## Instruction
Below is some material; transcribe all of it exactly.

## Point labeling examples

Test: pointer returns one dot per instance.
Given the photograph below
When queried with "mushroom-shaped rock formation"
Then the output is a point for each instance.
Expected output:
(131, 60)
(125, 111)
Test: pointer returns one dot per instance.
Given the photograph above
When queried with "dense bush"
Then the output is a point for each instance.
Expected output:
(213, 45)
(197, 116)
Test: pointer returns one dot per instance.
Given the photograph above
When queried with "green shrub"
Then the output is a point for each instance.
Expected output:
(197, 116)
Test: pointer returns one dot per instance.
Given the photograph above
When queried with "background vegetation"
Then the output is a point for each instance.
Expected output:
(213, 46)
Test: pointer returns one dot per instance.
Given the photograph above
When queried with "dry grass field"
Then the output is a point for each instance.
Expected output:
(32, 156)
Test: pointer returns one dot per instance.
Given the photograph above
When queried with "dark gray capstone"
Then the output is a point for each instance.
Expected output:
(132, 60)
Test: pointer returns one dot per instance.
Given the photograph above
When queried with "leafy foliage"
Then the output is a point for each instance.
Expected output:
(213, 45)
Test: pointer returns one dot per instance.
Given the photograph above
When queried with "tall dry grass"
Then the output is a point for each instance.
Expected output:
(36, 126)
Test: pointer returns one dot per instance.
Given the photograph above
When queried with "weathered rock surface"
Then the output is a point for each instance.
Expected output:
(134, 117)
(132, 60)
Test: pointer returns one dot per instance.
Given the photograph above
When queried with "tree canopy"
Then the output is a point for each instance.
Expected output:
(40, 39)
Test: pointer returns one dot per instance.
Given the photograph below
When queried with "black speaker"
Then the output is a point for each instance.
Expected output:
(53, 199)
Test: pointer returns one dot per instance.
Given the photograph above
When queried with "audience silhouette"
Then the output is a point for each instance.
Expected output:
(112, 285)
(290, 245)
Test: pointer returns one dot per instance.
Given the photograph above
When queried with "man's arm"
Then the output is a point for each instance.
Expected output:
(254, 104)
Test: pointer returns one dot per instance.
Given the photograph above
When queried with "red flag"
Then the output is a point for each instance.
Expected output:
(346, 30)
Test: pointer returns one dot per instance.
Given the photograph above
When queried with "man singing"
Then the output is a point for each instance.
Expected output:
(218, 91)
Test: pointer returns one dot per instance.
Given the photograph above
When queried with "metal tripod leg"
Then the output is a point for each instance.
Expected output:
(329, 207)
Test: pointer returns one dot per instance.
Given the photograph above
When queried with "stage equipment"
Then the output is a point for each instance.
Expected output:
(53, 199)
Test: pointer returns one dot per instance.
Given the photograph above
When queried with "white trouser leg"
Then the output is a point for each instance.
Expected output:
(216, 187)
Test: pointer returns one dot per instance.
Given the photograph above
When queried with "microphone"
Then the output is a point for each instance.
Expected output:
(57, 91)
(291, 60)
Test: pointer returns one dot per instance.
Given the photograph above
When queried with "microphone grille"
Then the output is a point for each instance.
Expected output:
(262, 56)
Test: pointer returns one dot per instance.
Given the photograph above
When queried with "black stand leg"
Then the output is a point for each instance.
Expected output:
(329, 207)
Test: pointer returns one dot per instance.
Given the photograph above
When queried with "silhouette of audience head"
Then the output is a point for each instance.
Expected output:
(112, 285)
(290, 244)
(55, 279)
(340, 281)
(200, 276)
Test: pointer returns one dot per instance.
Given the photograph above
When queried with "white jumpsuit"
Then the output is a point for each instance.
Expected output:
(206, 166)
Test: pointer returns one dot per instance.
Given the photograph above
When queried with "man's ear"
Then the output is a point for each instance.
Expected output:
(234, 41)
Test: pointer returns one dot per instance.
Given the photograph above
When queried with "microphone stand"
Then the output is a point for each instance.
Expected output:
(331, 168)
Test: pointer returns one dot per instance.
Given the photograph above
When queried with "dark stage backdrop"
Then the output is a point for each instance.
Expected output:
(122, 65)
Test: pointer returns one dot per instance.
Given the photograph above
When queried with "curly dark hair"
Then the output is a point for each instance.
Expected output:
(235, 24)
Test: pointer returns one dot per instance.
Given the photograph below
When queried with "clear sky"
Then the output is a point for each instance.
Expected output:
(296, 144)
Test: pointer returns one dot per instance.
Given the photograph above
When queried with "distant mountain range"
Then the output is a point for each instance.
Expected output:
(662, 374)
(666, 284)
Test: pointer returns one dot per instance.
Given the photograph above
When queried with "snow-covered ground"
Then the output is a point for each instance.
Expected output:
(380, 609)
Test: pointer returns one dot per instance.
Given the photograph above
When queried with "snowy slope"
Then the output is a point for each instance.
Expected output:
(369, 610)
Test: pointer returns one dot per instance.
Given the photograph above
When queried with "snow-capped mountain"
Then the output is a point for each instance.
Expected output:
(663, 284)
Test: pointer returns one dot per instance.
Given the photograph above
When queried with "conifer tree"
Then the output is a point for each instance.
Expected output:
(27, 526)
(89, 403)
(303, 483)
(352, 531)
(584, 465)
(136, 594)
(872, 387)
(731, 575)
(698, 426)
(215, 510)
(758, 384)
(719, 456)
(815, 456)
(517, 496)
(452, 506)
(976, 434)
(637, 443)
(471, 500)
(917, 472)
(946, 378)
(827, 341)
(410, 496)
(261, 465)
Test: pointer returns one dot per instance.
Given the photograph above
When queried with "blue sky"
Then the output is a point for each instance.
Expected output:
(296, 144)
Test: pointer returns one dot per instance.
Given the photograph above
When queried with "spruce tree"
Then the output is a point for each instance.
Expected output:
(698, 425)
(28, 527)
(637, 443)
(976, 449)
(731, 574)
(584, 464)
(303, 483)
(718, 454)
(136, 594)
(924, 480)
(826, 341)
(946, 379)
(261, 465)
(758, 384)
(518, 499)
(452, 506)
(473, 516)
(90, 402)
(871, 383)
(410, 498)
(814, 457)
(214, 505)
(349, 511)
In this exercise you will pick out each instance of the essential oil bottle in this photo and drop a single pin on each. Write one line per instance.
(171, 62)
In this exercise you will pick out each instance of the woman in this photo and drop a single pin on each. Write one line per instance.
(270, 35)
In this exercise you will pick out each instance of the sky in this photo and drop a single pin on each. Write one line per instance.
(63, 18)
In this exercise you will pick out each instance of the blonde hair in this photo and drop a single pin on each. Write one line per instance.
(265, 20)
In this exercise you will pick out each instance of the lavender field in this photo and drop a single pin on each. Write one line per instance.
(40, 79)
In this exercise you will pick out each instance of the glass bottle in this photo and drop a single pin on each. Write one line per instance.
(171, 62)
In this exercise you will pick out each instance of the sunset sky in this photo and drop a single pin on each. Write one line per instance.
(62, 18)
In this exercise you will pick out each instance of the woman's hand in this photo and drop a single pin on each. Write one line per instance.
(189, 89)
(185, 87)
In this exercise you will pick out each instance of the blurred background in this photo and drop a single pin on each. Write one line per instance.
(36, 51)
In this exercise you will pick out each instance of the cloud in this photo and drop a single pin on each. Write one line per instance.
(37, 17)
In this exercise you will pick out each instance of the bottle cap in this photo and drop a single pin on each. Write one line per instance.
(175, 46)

## Solution
Test: pointer returns one dot per instance.
Given the photograph below
When queried with "mushroom-shaped rock formation"
Then the output is a point for each instance.
Expected output:
(131, 60)
(125, 111)
Test: pointer returns one dot per instance.
Given the photograph above
When queried with "dense bush"
Then the output is a point for each instance.
Expected output:
(213, 45)
(197, 116)
Test: pointer returns one dot per instance.
Given the photograph above
When queried with "green shrub"
Then the output is a point for each instance.
Expected output:
(197, 116)
Test: pointer returns one dot per instance.
Given the photograph above
When queried with "background vegetation"
Then the output is a point for each instance.
Expected output:
(213, 46)
Test: pointer returns one dot per instance.
Given the photograph above
When queried with "dry grass field"
Then the output is a point for each instance.
Expected output:
(32, 156)
Test: pointer returns one dot per instance.
Given the photograph above
When queried with "dark gray capstone"
Then the output is a point for each instance.
Expected output:
(132, 60)
Test: pointer returns one dot per instance.
Given the photograph above
When queried with "leafy foliage"
Then the output is a point for each instance.
Expected output:
(213, 45)
Test: pointer returns one dot per instance.
Given the photograph above
When queried with "tall dry grass"
Then the output is a point for each instance.
Expected output:
(36, 126)
Test: pointer returns one dot per instance.
Given the photograph above
When queried with "weathered rock surface"
Then the output is a point for each instance.
Expected output:
(134, 117)
(132, 60)
Test: pointer returns one dot per instance.
Given the photograph above
When queried with "tree canopy"
Then the output is a point for each instance.
Expected output:
(40, 39)
Test: pointer returns one dot per instance.
Given the photograph below
When queried with "black speaker"
Then the output is a point for each instance.
Expected output:
(53, 199)
Test: pointer returns one dot per instance.
Given the photograph above
When queried with "audience silhouette"
Then the output is a point for each instance.
Expected output:
(112, 285)
(290, 245)
Test: pointer returns one dot per instance.
Given the photograph above
When queried with "man's arm"
Then the output is a point for each instance.
Expected output:
(254, 104)
Test: pointer returns one dot per instance.
Given the photograph above
When queried with "red flag"
Then the output is a point for each instance.
Expected output:
(346, 30)
Test: pointer returns one dot per instance.
Given the photograph above
When queried with "man singing"
Then the output is a point for each instance.
Expected output:
(218, 91)
Test: pointer returns one dot per instance.
Given the photograph above
When queried with "metal tripod leg"
Then the output is a point for each instance.
Expected output:
(329, 207)
Test: pointer returns one dot per instance.
Given the photograph above
When queried with "stage equipment"
Then the output is a point for each instance.
Expected output:
(53, 199)
Test: pointer returns one dot per instance.
Given the photograph above
When queried with "white trouser leg"
Then the output is a point for each instance.
Expected output:
(216, 187)
Test: pointer returns one dot per instance.
Given the photograph above
When queried with "microphone"
Then the output is a point for each instance.
Expected output:
(57, 91)
(291, 60)
Test: pointer returns one dot per instance.
Given the photograph above
When queried with "microphone grille"
Then the output is a point for each instance.
Expected output:
(262, 56)
Test: pointer returns one dot per instance.
Given the photograph above
When queried with "black stand leg"
Then the output is a point for each instance.
Expected output:
(329, 207)
Test: pointer returns one dot per instance.
Given the photograph above
When queried with "silhouette of audience head"
Then the output is a point for each instance.
Expected output:
(112, 285)
(290, 244)
(55, 279)
(340, 281)
(200, 276)
Test: pointer returns one dot per instance.
Given the photograph above
When queried with "white jumpsuit"
Then the output is a point for each instance.
Expected output:
(206, 166)
Test: pointer returns one dot per instance.
Given the photograph above
When queried with "man's ear"
Then the output is a point for each instance.
Expected output:
(234, 41)
Test: pointer returns one dot per instance.
Given the photograph above
When queried with "microphone stand"
Then the output is a point for each instance.
Expected output:
(331, 168)
Test: pointer returns one dot per instance.
Given the photograph above
When queried with "dark stage backdrop"
Then the output is a point for each instance.
Expected output:
(122, 65)
Test: pointer returns one dot per instance.
Given the photograph above
When queried with "curly dark hair"
Then the output is a point for each instance.
Expected output:
(235, 24)
Test: pointer returns one dot per instance.
Given the photograph below
When queried with "clear sky"
Then the output is a point for each instance.
Expected output:
(296, 144)
Test: pointer returns one dot per instance.
Given the photograph above
When queried with "distant mountain range"
Then the output is a point for each instance.
Expected output:
(662, 374)
(666, 284)
Test: pointer returns one dot per instance.
Given the photograph above
When queried with "snow-covered ground"
Then the output is a point for each instance.
Expected output:
(380, 609)
Test: pointer returns one dot per instance.
Given the photograph above
When queried with "snowy slope"
Then the output is a point for each instance.
Expected output:
(369, 610)
Test: pointer returns one dot per instance.
Given the photograph above
When queried with "snow-capped mountain"
Then the output is a point for each instance.
Expected output:
(663, 284)
Test: pointer returns one dot per instance.
Given the photograph above
When queried with "conifer tree"
Then the output is a point for each instance.
Expected output:
(27, 526)
(89, 403)
(303, 483)
(352, 531)
(584, 465)
(136, 594)
(872, 387)
(731, 575)
(698, 426)
(215, 510)
(758, 384)
(719, 456)
(815, 456)
(517, 496)
(452, 506)
(976, 434)
(637, 443)
(471, 500)
(917, 472)
(946, 378)
(827, 341)
(410, 496)
(261, 465)
Test: pointer returns one dot per instance.
Given the photograph above
When queried with "blue sky"
Then the output is a point for each instance.
Expected output:
(296, 144)
Test: pointer returns one dot per instance.
Given the photograph above
When queried with "spruce tree"
Then the output is a point for each instance.
Expected output:
(698, 425)
(28, 527)
(637, 443)
(976, 449)
(731, 574)
(584, 464)
(303, 483)
(718, 454)
(136, 594)
(924, 480)
(826, 341)
(946, 379)
(261, 465)
(758, 384)
(518, 499)
(452, 506)
(473, 516)
(90, 402)
(871, 383)
(410, 498)
(814, 457)
(214, 505)
(349, 511)
In this exercise you will pick out each instance of the essential oil bottle in this photo and drop a single pin on each. Write one line per instance.
(171, 62)
In this exercise you will pick out each instance of the woman in this photo and drop a single pin on each. Write one line per instance.
(270, 35)
In this exercise you will pick out each instance of the sky in this photo and drop a single pin on each. Write one line per instance.
(63, 18)
In this exercise you will pick out each instance of the blonde hair in this photo and drop a single pin on each. Write one line per instance.
(265, 20)
In this exercise you will pick out each instance of the lavender field in this photo and drop a single pin on each. Write one line per instance.
(40, 79)
In this exercise you will pick out each instance of the glass bottle in this photo and drop a single pin on each. Write one line per instance.
(171, 62)
In this exercise you will pick out each instance of the sunset sky in this photo and drop a single pin on each. Write one line per instance.
(62, 18)
In this exercise you will pick out each instance of the woman's hand in this photo and drop a single pin on each. Write one line per instance.
(189, 89)
(185, 87)
In this exercise you will pick out each instance of the blurred background in this photo and drop a single pin on each. Write one line per instance.
(36, 51)
In this exercise you will pick out each instance of the cloud in this photo and drop a single pin on each. Write one line per instance.
(37, 17)
In this exercise you will pick out each instance of the bottle cap in this photo and drop a single pin on each. Write one line per instance.
(175, 46)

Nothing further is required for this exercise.